Free-text object descriptions
BEGIN

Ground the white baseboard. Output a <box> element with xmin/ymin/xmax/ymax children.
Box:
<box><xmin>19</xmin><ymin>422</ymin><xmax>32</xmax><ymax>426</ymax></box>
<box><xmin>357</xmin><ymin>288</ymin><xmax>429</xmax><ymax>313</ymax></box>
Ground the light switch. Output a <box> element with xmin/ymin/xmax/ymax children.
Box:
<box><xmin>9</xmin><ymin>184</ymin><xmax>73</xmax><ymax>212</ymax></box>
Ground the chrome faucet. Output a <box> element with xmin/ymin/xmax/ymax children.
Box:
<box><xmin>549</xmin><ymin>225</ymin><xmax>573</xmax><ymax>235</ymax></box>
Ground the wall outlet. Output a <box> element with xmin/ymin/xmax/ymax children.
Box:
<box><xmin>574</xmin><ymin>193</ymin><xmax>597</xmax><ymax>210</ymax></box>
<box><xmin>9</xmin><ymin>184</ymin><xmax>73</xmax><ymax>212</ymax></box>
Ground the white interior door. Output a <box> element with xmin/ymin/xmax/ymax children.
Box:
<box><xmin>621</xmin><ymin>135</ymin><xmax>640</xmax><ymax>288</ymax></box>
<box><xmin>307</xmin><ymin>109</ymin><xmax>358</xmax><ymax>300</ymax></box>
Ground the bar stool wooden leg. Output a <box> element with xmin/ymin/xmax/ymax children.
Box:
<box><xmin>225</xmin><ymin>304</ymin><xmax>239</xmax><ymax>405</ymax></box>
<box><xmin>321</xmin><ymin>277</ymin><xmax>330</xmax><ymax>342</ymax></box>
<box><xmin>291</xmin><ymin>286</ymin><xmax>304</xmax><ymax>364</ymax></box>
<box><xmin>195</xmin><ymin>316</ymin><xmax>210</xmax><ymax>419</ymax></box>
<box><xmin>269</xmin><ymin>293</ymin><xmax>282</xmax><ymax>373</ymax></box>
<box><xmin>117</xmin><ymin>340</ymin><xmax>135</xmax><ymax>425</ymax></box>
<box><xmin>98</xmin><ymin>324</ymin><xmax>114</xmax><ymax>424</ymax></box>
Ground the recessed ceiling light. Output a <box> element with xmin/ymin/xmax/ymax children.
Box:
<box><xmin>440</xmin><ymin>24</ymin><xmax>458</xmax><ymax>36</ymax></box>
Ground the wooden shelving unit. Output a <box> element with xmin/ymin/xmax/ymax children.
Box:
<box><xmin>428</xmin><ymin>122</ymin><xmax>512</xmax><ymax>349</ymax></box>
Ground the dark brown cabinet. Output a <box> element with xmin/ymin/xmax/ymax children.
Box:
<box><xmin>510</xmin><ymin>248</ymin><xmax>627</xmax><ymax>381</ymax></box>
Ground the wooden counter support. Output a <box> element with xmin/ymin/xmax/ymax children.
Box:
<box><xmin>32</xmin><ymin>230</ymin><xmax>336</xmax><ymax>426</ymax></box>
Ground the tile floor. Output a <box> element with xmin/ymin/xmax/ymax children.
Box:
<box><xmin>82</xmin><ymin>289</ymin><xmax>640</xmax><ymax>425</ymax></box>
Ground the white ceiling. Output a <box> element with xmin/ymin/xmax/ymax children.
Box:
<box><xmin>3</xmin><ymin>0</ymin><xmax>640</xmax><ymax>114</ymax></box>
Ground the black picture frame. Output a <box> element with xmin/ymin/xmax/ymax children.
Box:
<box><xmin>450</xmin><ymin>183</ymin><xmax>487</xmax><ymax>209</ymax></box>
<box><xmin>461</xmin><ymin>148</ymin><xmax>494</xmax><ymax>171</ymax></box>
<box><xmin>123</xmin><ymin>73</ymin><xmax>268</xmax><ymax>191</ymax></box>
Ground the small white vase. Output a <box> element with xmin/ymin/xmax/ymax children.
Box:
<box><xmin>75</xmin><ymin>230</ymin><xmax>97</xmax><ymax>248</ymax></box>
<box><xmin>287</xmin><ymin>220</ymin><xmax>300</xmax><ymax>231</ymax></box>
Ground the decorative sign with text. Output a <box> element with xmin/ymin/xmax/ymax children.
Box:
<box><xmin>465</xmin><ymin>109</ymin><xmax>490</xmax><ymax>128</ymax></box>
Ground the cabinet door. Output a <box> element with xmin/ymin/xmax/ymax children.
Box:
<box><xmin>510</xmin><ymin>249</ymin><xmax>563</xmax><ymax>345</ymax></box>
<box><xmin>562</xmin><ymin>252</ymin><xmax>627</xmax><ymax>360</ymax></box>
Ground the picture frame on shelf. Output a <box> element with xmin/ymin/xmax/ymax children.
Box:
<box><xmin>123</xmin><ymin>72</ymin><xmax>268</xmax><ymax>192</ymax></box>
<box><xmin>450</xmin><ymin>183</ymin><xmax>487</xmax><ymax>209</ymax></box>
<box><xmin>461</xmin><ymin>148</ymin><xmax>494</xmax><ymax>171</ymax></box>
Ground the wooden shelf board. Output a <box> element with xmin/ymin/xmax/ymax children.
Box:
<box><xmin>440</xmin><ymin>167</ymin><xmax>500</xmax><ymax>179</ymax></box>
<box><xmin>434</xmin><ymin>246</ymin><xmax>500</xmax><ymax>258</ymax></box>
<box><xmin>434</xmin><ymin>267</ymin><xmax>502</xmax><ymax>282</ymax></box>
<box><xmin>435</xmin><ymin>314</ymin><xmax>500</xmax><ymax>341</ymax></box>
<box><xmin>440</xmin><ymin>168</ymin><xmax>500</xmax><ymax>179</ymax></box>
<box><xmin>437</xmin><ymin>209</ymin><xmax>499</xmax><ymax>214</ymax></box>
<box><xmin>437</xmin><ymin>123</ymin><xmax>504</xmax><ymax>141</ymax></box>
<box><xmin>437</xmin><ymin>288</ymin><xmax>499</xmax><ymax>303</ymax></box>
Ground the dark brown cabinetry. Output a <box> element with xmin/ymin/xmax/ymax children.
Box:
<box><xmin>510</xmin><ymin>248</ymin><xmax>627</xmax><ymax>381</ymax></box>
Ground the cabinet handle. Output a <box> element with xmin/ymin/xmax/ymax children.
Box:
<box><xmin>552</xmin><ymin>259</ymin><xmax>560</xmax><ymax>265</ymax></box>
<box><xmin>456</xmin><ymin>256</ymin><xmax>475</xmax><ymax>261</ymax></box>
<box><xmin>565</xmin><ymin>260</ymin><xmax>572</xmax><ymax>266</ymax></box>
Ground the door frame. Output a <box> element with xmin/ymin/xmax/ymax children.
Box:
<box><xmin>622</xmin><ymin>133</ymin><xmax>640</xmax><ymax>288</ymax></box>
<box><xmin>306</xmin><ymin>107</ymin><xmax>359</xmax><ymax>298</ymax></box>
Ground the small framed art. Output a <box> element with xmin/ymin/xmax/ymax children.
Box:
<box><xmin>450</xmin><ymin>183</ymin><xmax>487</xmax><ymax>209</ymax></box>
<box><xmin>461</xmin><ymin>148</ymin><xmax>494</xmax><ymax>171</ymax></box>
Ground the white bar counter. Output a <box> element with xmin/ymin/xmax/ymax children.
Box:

END

• Task to carry out:
Reproduce exactly every line that sits between the start of the entries and the line bearing "Ground the dark brown cabinet.", counting both of those lines.

• Written response:
Ground the white baseboard. Output a <box> element with xmin/ymin/xmax/ymax children.
Box:
<box><xmin>19</xmin><ymin>422</ymin><xmax>32</xmax><ymax>426</ymax></box>
<box><xmin>357</xmin><ymin>288</ymin><xmax>429</xmax><ymax>313</ymax></box>
Ground the light switch. Output a <box> element with xmin/ymin/xmax/ymax children.
Box:
<box><xmin>9</xmin><ymin>184</ymin><xmax>73</xmax><ymax>212</ymax></box>
Ground the chrome faucet. Output a <box> element with xmin/ymin/xmax/ymax children.
Box:
<box><xmin>549</xmin><ymin>225</ymin><xmax>573</xmax><ymax>235</ymax></box>
Ground the wall outlet. Output a <box> element with xmin/ymin/xmax/ymax children.
Box:
<box><xmin>574</xmin><ymin>193</ymin><xmax>597</xmax><ymax>210</ymax></box>
<box><xmin>9</xmin><ymin>184</ymin><xmax>73</xmax><ymax>212</ymax></box>
Ground the white interior door. Output a <box> element with xmin/ymin/xmax/ymax children.
Box:
<box><xmin>621</xmin><ymin>135</ymin><xmax>640</xmax><ymax>288</ymax></box>
<box><xmin>307</xmin><ymin>109</ymin><xmax>358</xmax><ymax>300</ymax></box>
Ground the bar stool wooden leg. Output a <box> element with xmin/ymin/xmax/ymax children.
Box:
<box><xmin>225</xmin><ymin>304</ymin><xmax>239</xmax><ymax>405</ymax></box>
<box><xmin>321</xmin><ymin>277</ymin><xmax>330</xmax><ymax>342</ymax></box>
<box><xmin>291</xmin><ymin>286</ymin><xmax>304</xmax><ymax>364</ymax></box>
<box><xmin>195</xmin><ymin>316</ymin><xmax>210</xmax><ymax>419</ymax></box>
<box><xmin>269</xmin><ymin>293</ymin><xmax>282</xmax><ymax>373</ymax></box>
<box><xmin>117</xmin><ymin>340</ymin><xmax>135</xmax><ymax>425</ymax></box>
<box><xmin>98</xmin><ymin>324</ymin><xmax>114</xmax><ymax>424</ymax></box>
Ground the recessed ceiling light. Output a <box> element with xmin/ymin/xmax/ymax children.
Box:
<box><xmin>440</xmin><ymin>24</ymin><xmax>458</xmax><ymax>36</ymax></box>
Ground the wooden shelving unit. Output a <box> element with xmin/ymin/xmax/ymax children.
Box:
<box><xmin>428</xmin><ymin>122</ymin><xmax>512</xmax><ymax>349</ymax></box>
Ground the dark brown cabinet. Output a <box> element with xmin/ymin/xmax/ymax children.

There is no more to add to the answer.